(Stored data entries)
====
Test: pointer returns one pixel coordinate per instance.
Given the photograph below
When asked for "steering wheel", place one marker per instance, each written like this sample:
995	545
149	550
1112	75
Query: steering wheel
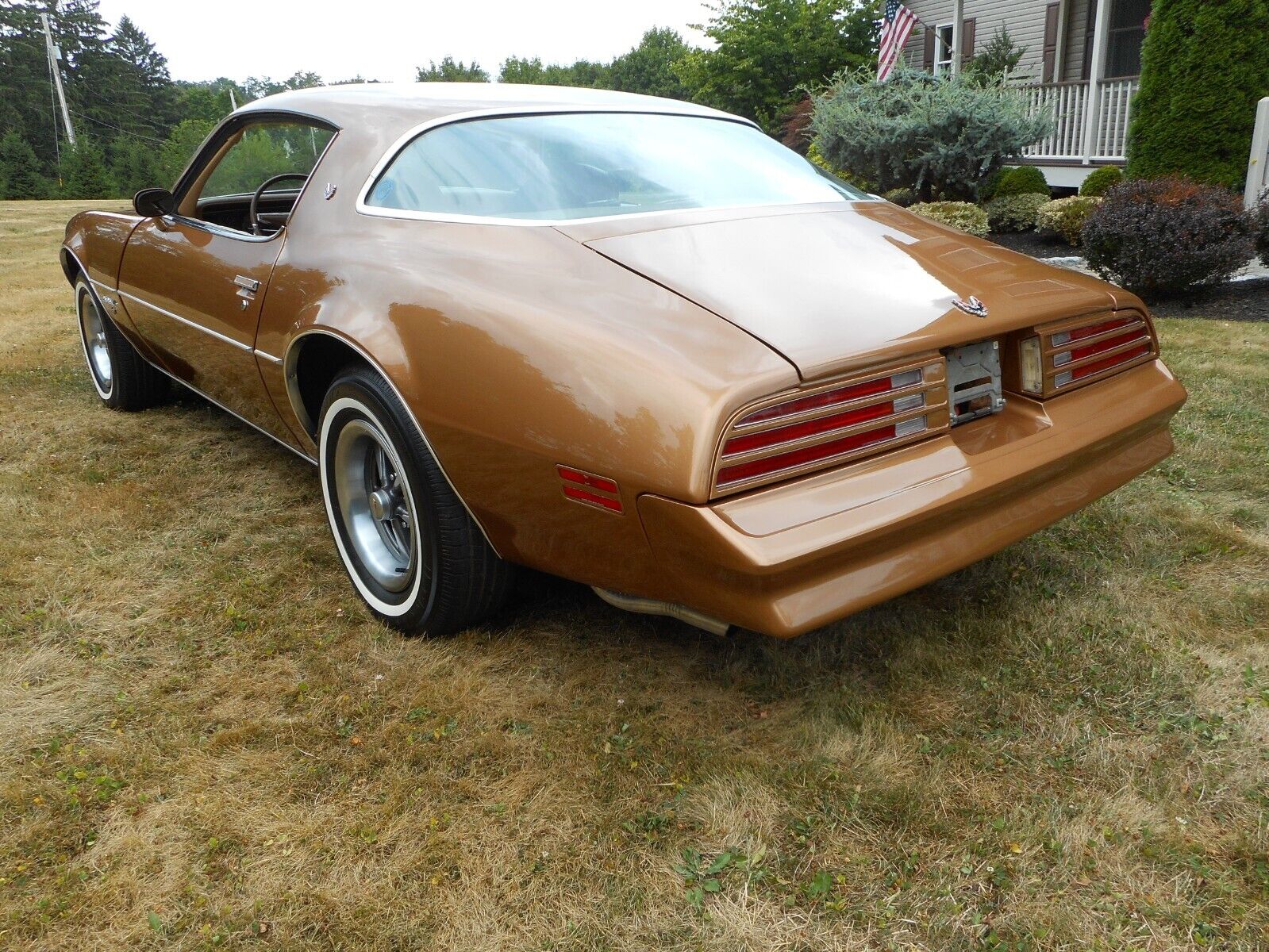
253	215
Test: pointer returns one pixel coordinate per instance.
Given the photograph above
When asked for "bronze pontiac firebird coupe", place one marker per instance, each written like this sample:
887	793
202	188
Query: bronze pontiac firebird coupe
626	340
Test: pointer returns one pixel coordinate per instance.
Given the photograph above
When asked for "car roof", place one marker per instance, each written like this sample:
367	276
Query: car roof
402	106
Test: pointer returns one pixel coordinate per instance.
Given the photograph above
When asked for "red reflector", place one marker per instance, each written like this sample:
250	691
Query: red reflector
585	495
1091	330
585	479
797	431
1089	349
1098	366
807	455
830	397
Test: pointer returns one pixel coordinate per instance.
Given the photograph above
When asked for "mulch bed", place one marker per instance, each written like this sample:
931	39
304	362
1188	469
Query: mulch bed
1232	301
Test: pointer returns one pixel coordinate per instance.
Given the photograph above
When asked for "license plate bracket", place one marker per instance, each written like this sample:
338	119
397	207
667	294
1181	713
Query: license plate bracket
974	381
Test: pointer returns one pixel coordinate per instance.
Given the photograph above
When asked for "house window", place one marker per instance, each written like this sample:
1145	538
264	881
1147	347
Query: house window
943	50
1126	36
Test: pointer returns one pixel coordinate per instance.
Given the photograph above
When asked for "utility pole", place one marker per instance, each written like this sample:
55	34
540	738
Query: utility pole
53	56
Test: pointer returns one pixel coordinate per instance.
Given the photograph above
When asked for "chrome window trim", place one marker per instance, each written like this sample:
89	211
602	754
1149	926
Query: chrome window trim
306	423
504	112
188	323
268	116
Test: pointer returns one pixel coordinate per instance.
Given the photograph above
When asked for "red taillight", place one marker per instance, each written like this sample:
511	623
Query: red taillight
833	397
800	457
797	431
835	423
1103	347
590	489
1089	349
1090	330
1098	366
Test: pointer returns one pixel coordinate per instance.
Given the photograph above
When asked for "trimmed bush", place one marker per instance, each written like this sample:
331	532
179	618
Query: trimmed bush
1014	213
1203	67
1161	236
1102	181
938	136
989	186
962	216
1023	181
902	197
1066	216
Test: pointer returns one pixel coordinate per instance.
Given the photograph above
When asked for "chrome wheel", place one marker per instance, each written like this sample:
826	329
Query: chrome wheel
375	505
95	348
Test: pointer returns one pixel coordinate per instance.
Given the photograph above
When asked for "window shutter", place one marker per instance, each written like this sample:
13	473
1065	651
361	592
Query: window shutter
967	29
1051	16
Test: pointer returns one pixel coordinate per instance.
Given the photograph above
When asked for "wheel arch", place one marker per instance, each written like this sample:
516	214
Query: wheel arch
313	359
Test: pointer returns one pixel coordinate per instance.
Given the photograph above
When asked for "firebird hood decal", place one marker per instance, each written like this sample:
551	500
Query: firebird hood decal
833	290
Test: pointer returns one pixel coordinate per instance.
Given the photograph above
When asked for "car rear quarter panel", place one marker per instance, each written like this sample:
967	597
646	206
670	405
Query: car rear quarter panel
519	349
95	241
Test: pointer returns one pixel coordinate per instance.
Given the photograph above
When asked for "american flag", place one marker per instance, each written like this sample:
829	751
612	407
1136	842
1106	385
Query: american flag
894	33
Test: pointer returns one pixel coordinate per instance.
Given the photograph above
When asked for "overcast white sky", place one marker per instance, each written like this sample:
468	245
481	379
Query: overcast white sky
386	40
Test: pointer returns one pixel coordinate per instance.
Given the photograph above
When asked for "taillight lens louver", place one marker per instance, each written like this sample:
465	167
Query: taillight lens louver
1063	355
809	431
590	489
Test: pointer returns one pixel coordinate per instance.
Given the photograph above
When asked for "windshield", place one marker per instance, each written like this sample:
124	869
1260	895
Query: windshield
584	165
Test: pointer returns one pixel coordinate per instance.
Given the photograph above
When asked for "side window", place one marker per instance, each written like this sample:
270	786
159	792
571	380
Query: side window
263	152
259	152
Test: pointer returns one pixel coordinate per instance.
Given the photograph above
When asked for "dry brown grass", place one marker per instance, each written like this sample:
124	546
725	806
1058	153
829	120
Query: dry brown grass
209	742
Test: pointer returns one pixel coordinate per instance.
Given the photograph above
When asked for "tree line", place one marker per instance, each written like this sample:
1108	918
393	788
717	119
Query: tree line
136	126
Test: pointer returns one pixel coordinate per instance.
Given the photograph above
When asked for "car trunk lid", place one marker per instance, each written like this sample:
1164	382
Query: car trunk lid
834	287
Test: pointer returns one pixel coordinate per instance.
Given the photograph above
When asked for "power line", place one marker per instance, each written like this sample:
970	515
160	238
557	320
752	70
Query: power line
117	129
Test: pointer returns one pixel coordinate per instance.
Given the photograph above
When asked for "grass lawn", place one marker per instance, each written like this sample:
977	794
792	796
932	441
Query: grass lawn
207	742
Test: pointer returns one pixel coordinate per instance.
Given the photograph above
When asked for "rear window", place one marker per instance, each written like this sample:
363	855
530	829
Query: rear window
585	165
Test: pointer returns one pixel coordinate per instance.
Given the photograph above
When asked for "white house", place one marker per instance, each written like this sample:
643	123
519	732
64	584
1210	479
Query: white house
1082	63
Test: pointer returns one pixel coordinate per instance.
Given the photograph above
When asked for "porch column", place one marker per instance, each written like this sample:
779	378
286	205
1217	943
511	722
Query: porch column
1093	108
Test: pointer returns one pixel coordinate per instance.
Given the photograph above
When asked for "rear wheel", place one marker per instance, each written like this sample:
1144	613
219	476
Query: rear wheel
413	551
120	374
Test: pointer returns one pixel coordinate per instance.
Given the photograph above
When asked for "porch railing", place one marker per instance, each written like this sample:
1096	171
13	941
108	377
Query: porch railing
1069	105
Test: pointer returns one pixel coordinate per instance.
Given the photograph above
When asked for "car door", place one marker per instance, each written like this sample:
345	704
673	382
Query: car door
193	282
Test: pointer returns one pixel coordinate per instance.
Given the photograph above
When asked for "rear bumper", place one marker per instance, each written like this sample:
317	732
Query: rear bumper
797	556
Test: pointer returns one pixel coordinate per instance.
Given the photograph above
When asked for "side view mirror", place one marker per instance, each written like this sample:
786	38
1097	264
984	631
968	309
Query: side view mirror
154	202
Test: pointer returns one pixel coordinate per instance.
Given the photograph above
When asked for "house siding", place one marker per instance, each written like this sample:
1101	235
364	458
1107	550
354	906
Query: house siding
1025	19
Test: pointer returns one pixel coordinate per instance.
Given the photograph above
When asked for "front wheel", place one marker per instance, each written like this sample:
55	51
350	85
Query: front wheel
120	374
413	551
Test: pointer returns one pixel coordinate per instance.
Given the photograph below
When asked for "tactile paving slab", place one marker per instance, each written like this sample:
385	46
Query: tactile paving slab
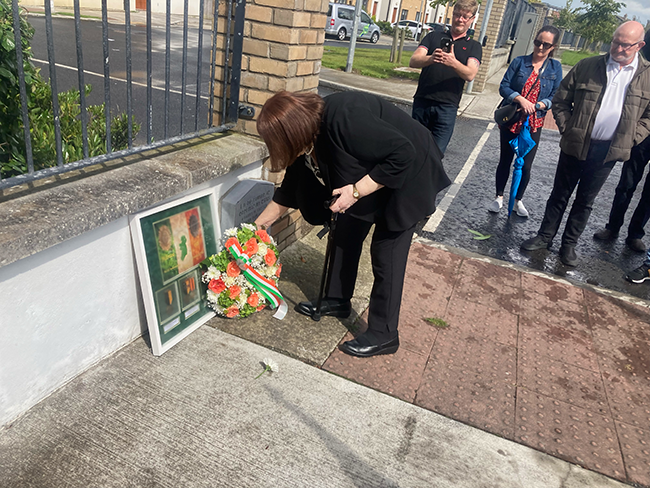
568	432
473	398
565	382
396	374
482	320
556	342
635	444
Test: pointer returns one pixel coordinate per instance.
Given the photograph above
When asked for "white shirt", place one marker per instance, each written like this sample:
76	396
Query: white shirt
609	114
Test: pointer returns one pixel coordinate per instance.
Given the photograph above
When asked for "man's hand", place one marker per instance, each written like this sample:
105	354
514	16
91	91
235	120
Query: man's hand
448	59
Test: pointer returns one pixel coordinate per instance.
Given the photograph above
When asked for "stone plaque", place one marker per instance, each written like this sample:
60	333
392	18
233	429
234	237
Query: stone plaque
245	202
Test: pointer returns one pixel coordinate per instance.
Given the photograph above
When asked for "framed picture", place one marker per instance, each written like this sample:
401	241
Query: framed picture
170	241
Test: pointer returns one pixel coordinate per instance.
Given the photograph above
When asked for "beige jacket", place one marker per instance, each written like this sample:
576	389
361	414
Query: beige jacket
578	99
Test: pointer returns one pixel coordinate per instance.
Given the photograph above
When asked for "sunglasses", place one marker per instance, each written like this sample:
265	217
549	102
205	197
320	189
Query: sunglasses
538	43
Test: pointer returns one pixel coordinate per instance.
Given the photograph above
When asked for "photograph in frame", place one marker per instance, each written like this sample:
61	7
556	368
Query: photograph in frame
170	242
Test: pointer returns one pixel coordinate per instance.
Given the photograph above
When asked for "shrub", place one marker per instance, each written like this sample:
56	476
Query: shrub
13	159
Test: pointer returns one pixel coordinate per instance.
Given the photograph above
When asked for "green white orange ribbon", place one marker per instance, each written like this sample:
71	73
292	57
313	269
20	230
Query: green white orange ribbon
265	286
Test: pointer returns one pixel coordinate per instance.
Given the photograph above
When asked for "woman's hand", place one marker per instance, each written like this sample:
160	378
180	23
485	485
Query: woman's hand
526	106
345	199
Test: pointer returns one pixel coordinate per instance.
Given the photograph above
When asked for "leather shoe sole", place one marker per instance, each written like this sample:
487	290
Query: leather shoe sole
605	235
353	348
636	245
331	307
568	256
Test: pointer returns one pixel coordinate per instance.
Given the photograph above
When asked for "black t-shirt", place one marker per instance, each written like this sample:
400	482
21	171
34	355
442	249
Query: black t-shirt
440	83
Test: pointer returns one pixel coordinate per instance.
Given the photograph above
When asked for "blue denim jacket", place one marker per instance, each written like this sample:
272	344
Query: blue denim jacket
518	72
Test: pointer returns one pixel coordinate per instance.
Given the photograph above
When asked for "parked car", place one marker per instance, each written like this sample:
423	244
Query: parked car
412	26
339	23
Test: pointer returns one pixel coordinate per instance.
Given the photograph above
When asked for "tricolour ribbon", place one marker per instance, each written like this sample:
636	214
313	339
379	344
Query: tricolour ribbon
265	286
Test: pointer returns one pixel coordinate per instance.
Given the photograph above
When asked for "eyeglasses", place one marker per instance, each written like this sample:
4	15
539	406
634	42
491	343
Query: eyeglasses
====
== Task brief ==
Check every line above for the word "eyeglasses" and copy those that have it.

== Task output ==
When asked for "eyeglasses", place one marker per instance, each written like this sample:
Query: eyeglasses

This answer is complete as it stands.